--- start of DATA SUPPLIED ---
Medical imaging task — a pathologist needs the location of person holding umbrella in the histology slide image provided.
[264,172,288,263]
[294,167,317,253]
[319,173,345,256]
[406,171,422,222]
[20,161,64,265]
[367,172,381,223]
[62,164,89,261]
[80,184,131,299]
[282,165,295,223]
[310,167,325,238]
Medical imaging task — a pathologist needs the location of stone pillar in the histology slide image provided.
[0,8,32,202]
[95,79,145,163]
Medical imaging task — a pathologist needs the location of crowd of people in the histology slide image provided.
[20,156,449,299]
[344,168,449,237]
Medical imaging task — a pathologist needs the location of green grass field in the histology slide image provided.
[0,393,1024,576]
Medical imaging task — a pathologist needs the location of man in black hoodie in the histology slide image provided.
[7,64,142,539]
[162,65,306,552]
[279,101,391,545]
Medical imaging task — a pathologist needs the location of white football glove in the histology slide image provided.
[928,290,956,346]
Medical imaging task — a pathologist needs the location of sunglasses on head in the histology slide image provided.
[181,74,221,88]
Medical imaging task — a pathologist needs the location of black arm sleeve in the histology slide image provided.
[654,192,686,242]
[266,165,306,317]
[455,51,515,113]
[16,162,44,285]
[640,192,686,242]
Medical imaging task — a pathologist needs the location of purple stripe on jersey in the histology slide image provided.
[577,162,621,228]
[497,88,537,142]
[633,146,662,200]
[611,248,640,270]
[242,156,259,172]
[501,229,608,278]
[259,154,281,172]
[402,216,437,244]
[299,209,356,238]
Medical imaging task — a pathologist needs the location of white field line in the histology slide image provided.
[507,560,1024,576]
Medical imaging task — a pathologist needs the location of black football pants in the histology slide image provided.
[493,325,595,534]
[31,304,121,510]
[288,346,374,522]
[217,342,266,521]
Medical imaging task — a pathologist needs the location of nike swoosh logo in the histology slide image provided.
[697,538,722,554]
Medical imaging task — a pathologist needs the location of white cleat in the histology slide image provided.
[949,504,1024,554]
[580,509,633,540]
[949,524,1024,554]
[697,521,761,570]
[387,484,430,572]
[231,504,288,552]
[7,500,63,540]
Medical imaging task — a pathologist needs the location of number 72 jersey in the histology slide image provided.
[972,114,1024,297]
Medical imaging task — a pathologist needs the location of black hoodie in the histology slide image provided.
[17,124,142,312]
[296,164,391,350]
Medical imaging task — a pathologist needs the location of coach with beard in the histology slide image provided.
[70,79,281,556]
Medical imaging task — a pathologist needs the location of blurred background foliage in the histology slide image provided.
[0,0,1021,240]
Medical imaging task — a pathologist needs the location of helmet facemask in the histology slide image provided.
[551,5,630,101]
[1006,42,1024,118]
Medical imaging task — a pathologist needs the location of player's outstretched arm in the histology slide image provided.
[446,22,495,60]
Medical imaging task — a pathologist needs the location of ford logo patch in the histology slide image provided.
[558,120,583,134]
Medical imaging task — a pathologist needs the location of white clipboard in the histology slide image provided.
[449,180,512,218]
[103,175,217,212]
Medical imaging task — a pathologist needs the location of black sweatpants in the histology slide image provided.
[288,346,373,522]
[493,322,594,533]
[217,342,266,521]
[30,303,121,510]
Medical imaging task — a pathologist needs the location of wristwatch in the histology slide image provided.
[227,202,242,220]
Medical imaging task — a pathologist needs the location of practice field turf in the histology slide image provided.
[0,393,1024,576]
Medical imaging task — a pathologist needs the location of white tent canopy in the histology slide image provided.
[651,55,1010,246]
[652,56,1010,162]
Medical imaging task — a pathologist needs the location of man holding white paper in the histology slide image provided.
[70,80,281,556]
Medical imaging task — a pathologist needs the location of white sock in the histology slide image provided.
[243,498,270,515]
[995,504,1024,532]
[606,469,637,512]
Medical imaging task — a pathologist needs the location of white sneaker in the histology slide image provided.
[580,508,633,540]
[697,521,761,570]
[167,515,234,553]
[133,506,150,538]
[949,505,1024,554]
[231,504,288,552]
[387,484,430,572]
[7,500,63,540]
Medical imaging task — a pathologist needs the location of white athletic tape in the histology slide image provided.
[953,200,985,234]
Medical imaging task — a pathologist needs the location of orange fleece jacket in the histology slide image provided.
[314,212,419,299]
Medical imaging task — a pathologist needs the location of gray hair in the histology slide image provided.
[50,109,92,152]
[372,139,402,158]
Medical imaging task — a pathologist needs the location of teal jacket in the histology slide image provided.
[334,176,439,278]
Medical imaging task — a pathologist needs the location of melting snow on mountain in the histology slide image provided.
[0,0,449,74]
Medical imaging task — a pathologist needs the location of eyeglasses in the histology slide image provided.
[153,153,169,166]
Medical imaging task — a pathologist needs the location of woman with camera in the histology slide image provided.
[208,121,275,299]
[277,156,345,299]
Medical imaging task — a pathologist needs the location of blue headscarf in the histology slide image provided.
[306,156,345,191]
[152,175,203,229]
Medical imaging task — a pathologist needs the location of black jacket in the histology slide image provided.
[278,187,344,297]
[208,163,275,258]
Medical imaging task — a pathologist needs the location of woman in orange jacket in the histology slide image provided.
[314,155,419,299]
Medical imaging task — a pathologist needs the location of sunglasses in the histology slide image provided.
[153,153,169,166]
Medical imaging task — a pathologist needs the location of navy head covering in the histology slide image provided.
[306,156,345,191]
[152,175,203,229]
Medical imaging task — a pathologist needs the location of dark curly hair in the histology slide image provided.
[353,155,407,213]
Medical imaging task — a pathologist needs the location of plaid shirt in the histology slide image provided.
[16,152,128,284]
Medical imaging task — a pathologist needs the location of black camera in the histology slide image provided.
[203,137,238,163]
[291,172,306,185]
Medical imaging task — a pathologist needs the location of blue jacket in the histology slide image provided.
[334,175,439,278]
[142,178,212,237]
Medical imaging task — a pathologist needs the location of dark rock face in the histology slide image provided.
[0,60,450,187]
--- end of DATA SUPPLIED ---
▸ **WRITTEN INSTRUCTION**
Can you transcribe the whole listing above, line by line, without changing a single character?

▸ **FINAL RESULT**
Medical imaging task — a pathologist needs the location of person holding umbrella in the histology slide image provided.
[264,172,288,263]
[294,167,317,253]
[319,173,345,256]
[406,171,422,222]
[20,161,64,265]
[367,172,381,223]
[62,164,89,261]
[80,184,131,299]
[282,165,295,223]
[310,167,325,238]
Medical imaging task — a pathologist needs the location of stone pillar in the histology slide image provided.
[0,8,32,202]
[95,79,145,163]
Medical imaging task — a pathologist needs the location of crowd of people in the histology slide image provided.
[20,156,449,299]
[344,168,449,237]
Medical imaging task — a pathologist needs the location of green grass field in the histology slide image provided.
[0,393,1024,576]
Medical imaging task — a pathologist needs the location of man in black hoodie in the histology slide image provided.
[7,64,142,539]
[162,65,306,552]
[279,101,391,545]
Medical imaging task — a pathologist needs the location of white football glove in the histology slide image provided.
[928,290,956,346]
Medical imaging task — a pathologist needs the location of sunglasses on head in the histology slide image provided.
[181,74,221,88]
Medical imaging task — a pathologist needs the location of black arm sleeve in the histology slide image provided.
[654,192,686,242]
[266,165,306,317]
[455,51,515,113]
[16,162,44,285]
[640,192,686,242]
Medical imaging task — a pathologist needs the location of purple stripe on jersey in the histology slide image provided.
[577,162,621,228]
[497,88,537,142]
[633,146,662,200]
[611,248,640,270]
[242,156,259,172]
[501,229,608,278]
[259,154,281,172]
[402,216,437,244]
[299,209,356,238]
Medical imaging task — a pathologist needs the location of white field line in the histology slide image provided.
[507,560,1024,576]
Medical imaging task — a pathologist needs the location of black football pants in the histology slide image provided.
[493,325,595,534]
[31,304,121,510]
[288,346,374,522]
[217,342,266,521]
Medical imaging task — a pathologist needs the location of nike swoosh logo in the histology slide image provided.
[697,538,722,554]
Medical imaging task — a pathologist needs the location of white cleat in the histology slide image provided.
[949,504,1024,554]
[580,509,633,540]
[949,524,1024,554]
[697,521,761,570]
[387,484,430,572]
[231,504,288,552]
[7,500,63,540]
Medical imaging task — a pathologist needs the location of number 72 jersey in the histology slide image provided.
[972,114,1024,297]
Medical imaging task — a pathologist needs the location of black hoodie in the histology slide image provided.
[17,124,142,312]
[296,164,391,350]
Medical imaging task — a pathologist needs the location of coach with beard in the histology slide image provided.
[70,79,281,556]
Medical imaging task — a pathologist needs the location of blurred background foliage in the histology slide image provided.
[0,0,1021,240]
Medical imaging task — a pathologist needs the location of helmet facemask in the histology slide image provided.
[551,5,630,101]
[1006,42,1024,118]
Medical imaging task — a pathologist needs the location of player's outstretched arm in the histology slide image provided.
[446,22,495,60]
Medical imaging task — a pathologist needs the location of ford logo patch in the histology slide image provided.
[558,120,583,134]
Medical imaging task — a pathologist needs the location of white clipboard in the histology slide image provided.
[449,180,512,218]
[103,175,217,212]
Medical imaging task — a pathologist needs the location of black sweatpants in the histology slide image provided.
[288,346,373,522]
[493,322,594,533]
[217,342,266,521]
[30,303,121,510]
Medical imaging task — a pathologist needs the location of wristwatch in the histology slide image provided.
[227,202,242,220]
Medical imaging task — a pathologist needs the location of practice field turf in the histology slide image provided.
[0,393,1024,576]
Medical imaging task — a pathologist needs the location of white tent canopy in the histology slide image provided.
[651,55,1010,246]
[652,56,1010,162]
Medical imaging task — a pathologist needs the location of man holding white paper in the histology slide image provided.
[70,80,281,556]
Medical imaging task — a pathologist needs the location of white sock in the histology slide image provided.
[243,498,270,515]
[995,504,1024,532]
[606,469,637,512]
Medical imaging task — a pathologist needs the location of white sneaker in the histology slide image provided.
[580,508,633,540]
[697,521,761,570]
[167,515,234,553]
[133,506,150,538]
[949,505,1024,554]
[231,504,288,552]
[387,484,430,572]
[7,500,63,540]
Medical imaging task — a pathologist needs the location of white athletic tape in the histology slide image provided.
[953,200,985,234]
Medical imaging task — a pathologist needs the location of orange fleece jacket in the histology slide image provided.
[314,212,419,299]
Medical imaging task — a pathologist needs the location of gray hair in the histology slide image provided.
[50,109,92,152]
[372,139,402,158]
Medical imaging task — a pathologist needs the location of teal jacket in the histology slide image provided.
[334,176,439,278]
Medical imaging task — a pathologist needs the location of melting snow on mountain in the histology slide image provided.
[0,0,449,74]
Medical imaging task — a pathologist needs the location of eyeglasses in the histology slide image provided.
[153,153,169,166]
Medical imaging task — a pathologist needs the location of woman with camera in the histology slide image provided.
[208,121,275,299]
[277,156,345,299]
Medical imaging task — a pathologist needs the location of blue headscarf in the histology slide image provided.
[306,156,345,191]
[152,175,203,229]
Medical imaging task — a pathologist needs the location of black jacket in the histology slide image provided.
[278,187,344,297]
[208,163,275,258]
Medical imaging task — a pathologist needs the location of woman in orange jacket in the histology slide image provided.
[314,155,419,299]
Medical imaging task — a pathologist needs the location of sunglasses in the histology slide image provided.
[153,153,169,166]
Medical imaging task — a pathologist needs the location of navy head covering in the histology slide image provided.
[306,156,345,191]
[152,175,203,229]
Medical imaging task — a pathologist needs the location of dark curly hair in the histology slide image provided.
[353,155,407,213]
Medical imaging task — a pathologist needs the location of plaid shirt in the histology slide image provided.
[16,152,128,284]
Medical imaging task — a pathologist needs the location of black camera in the histology slide image provided.
[203,137,238,163]
[291,172,306,185]
Medical imaging task — a pathologist needs the location of blue jacket in the histology slide image provided.
[334,175,439,278]
[142,178,212,237]
Medical imaging task — a pathologist needs the location of dark rock face in the histology slide image provided.
[0,60,450,187]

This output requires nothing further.